## TEXTO FORNECIDO

--- --- ---

Cure a sua memória e receba a paz de Cristo
«O Espírito Santo vos fará lembrar de tudo o que vos tenho dito. Deixo-vos a paz, a minha paz vos dou; não vo-la dou como a dá o mundo» (Jo., 14:26-27).
A paz que o mundo dá é definitivamente instável: aqui estamos nós novamente, a lidar com uma guerra que corre o risco de se tornar global.
Sempre que uma guerra termina, todos nós gritamos: “Nunca mais!”. É tão óbvio que as vantagens obtidas por meio de conflitos armados são desproporcionalmente pequenas em comparação com a quantidade de dor e destruição que eles deixam para trás. É por isso que, como todos os Papas recentes disseram, não existe uma “guerra justa”. A memória dessas tragédias, por si só, deve ser o melhor impedimento para evitar novos conflitos violentos.
Na sua última Carta encíclica Fratelli tutti, o Papa Francisco advertiu que nunca devemos esquecer, por exemplo, a Shoah, ou o lançamento das bombas atómicas sobre Hiroshima e Nagasaki. Também não devemos esquecer as perseguições, o tráfico de escravos e as matanças étnicas que continuam em muitos países, bem como os muitos outros eventos históricos que envergonham a nossa humanidade. O Papa advertiu que “não progredimos sem uma memória honesta e límpida” (Carta enc. 249). Memória e paz estão conectadas.
Olhando para a situação actual do mundo, temos que admitir que a nossa memória é muitas vezes desonesta e obscurecida pela perspectiva míope do nosso próprio interesse. Todos nós temos uma memória selectiva: lembramos apenas do que decidimos. E o que escolhemos lembrar, por sua vez, influencia as nossas decisões.

--- --- ---

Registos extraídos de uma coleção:
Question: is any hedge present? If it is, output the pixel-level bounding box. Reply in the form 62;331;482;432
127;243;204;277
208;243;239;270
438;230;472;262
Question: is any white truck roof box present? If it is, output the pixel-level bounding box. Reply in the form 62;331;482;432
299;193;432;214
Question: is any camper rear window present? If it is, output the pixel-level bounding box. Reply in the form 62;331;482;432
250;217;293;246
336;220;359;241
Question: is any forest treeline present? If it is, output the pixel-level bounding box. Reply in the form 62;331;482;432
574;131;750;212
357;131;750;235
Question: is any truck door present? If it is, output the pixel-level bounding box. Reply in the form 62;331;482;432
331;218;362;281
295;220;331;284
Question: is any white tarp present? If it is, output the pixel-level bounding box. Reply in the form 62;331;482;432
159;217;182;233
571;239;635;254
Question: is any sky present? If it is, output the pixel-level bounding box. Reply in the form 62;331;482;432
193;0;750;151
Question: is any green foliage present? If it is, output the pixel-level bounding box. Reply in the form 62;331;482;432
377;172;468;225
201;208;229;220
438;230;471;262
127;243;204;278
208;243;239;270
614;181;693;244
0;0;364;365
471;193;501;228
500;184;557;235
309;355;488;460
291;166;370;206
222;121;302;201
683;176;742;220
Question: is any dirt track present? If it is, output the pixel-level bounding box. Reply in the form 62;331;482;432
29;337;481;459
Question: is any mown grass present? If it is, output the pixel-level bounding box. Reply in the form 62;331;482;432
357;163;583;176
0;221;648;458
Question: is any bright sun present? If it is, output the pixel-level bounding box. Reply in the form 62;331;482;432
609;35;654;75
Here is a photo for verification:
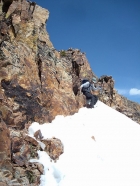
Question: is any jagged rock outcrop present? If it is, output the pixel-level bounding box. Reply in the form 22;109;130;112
0;0;140;186
0;0;93;129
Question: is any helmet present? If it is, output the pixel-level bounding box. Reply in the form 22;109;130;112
92;77;97;83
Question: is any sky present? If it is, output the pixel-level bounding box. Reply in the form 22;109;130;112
28;101;140;186
35;0;140;103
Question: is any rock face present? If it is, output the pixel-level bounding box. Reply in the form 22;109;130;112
0;0;140;186
0;0;93;129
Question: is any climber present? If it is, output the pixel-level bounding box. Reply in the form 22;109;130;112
80;77;102;108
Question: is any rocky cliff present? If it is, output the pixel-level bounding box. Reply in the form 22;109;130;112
0;0;140;186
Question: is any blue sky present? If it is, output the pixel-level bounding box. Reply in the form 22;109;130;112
36;0;140;103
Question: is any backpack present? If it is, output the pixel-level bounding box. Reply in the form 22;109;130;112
81;79;91;92
81;79;89;85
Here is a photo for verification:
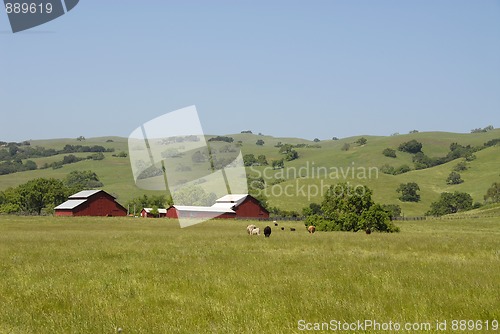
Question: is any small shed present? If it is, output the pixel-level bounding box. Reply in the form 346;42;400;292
167;194;269;219
141;208;167;218
54;190;127;217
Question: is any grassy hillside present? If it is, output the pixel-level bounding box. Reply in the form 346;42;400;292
0;129;500;216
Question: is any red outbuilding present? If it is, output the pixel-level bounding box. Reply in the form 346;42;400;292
167;194;269;219
54;190;127;217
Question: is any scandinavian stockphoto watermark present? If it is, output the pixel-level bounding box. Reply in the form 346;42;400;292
128;106;248;227
4;0;80;33
249;161;379;202
297;319;499;333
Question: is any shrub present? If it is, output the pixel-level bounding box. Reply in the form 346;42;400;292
382;148;396;158
446;172;464;184
396;182;420;202
340;143;351;151
398;139;422;154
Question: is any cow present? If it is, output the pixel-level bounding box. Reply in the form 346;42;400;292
247;224;257;235
264;225;271;238
251;227;260;235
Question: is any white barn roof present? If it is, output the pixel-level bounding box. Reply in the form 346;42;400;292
54;199;87;210
144;208;167;214
215;194;248;205
173;205;235;213
68;189;102;199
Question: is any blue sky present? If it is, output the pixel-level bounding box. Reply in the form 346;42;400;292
0;0;500;141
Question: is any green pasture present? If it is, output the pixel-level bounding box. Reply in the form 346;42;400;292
0;215;500;333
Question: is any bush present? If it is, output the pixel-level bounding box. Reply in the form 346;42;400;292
394;165;411;175
446;172;464;185
398;139;422;154
314;183;399;232
382;148;396;158
356;137;368;146
382;204;401;219
453;161;467;172
484;182;500;203
396;182;420;202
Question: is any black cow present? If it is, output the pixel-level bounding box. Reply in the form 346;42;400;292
264;225;271;238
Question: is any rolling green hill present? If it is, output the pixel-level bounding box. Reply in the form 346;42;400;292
0;129;500;216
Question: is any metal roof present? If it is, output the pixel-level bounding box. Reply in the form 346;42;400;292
54;199;87;210
216;194;248;205
211;203;236;210
174;205;235;213
68;189;102;199
144;208;167;213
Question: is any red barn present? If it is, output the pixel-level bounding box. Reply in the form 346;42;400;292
54;190;127;217
167;194;269;219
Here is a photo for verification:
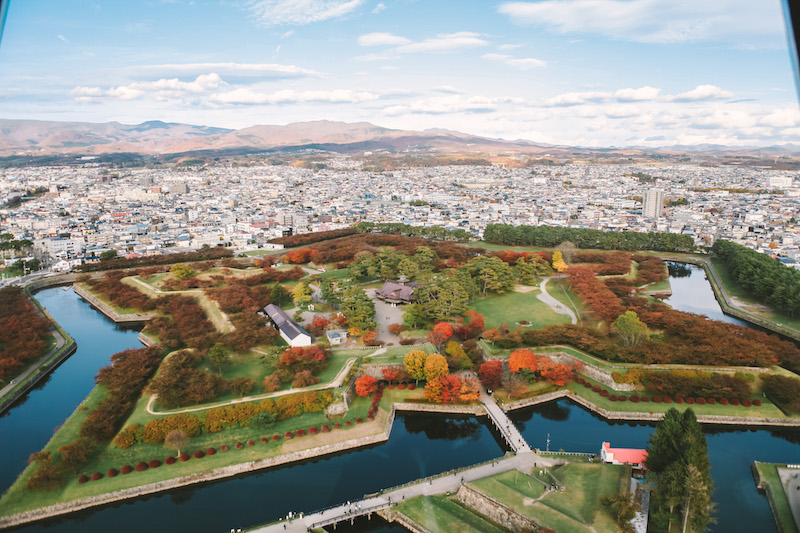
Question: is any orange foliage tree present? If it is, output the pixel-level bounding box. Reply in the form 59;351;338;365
356;376;378;396
508;349;538;374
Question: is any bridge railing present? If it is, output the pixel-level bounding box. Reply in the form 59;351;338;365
364;452;514;499
308;502;390;529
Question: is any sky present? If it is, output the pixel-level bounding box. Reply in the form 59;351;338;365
0;0;800;147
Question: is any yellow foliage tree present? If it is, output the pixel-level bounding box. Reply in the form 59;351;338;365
425;353;450;381
553;251;569;272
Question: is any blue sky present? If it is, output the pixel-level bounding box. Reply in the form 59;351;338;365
0;0;800;146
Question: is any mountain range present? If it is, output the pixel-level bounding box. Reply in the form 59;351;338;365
0;119;800;161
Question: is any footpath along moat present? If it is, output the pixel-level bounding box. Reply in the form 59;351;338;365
0;267;800;532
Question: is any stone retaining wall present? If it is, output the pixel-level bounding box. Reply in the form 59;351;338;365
0;410;394;529
378;509;431;533
456;485;544;533
72;284;156;324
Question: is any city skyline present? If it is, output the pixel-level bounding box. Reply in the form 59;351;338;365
0;0;800;147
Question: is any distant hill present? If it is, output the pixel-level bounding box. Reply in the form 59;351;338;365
0;119;800;158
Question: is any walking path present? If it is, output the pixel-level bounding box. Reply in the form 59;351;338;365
536;278;578;324
145;348;390;415
130;276;236;333
248;452;552;533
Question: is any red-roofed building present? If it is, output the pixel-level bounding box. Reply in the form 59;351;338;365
600;442;647;470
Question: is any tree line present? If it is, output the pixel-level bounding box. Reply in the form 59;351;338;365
483;224;695;252
711;239;800;317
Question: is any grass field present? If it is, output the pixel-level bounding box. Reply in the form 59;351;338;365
394;495;506;533
756;463;798;533
470;463;625;533
470;292;570;329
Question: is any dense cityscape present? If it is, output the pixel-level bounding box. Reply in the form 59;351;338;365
0;155;800;271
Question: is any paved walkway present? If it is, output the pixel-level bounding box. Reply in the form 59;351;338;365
248;452;553;533
536;278;578;324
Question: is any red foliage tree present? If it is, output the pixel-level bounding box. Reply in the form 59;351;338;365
356;375;378;396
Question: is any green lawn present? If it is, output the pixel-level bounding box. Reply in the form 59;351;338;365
470;463;625;533
756;463;798;533
470;291;570;329
394;495;505;533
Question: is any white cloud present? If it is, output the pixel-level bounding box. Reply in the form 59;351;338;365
245;0;364;26
70;72;225;101
211;87;379;105
614;85;661;102
545;91;611;107
498;0;784;46
125;62;319;79
383;94;523;116
358;33;411;46
481;53;547;70
759;107;800;128
671;85;733;102
394;31;489;54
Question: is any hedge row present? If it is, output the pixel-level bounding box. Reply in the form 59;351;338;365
575;377;761;407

--- --- ---

## INSTRUÇÃO 1
Reescale por um fator de 0,65 as coordenadas das caixas delimitadoras nos registos, começando na linha que contém "Question: is any white tarp" e terminando na que contém "193;0;750;151", ambas incluídas. Reproduza essas linhas na íntegra, arredonde cada coordenada ao inteiro mais próximo, com as metades para cima, e deixe inalterados os números do formato de exemplo.
## INSTRUÇÃO 2
Prossiga o texto sobre a memória e a paz a partir do ponto em que termina.
O texto e os registos não têm qualquer relação entre si.

## RESULTADO 1
Question: is any white tarp present? If it is, output the pixel-level bounding box. Reply in the form 62;331;482;432
103;141;118;151
371;155;413;165
Question: is any sky present? If it is, output the pixel-level bounding box. Reply in the form 62;331;482;432
125;0;488;98

## RESULTADO 2
O mecanismo que está por detrás da nossa memória selectiva é humanamente compreensível. Não é fácil enfrentar a nossa história pessoal ou a história do nosso próprio país com a mente e o coração abertos, em busca de toda a verdade, porque a verdade muitas vezes é dolorosa e inquietante. A verdade só é alcançável através de diálogo constante e quando há disponibilidade para mudar e crescer, ou seja, para a conversão. Este processo requer muita introspecção, que inclui revisitar velhas feridas e cicatrizes dolorosas do passado. Não é fácil mesmo. Não é de admirar que a nossa capacidade humana de resolver conflitos de forma pacifica seja muitas vezes ineficaz, mesmo nas nossas famílias e na Igreja, e muito menos entre as nações.
Se a nossa memória está nublada, ferida, aleijada por medos ou desejo de vingança, então o que precisa é de cura. Somente uma memória curada é capaz de enfrentar a verdade, e somente na verdade pode ser alcançada a paz, tanto nos nossos corações quanto nas sociedades. É por isso que precisamos do Espírito Santo.
Bento XVI escreveu que “o Espírito é aquela força interior que harmoniza o coração dos crentes com o coração de Cristo e os leva a amar os irmãos como Cristo os amou, quando se inclinou para lavar os pés dos discípulos e, sobretudo, quando deu a sua vida por nós. O Espírito é também a energia que transforma o coração da comunidade eclesial, para que se torne testemunha perante o mundo do amor do Pai, que deseja fazer da humanidade uma única família no seu Filho” (Deus Caritas Estnº 19).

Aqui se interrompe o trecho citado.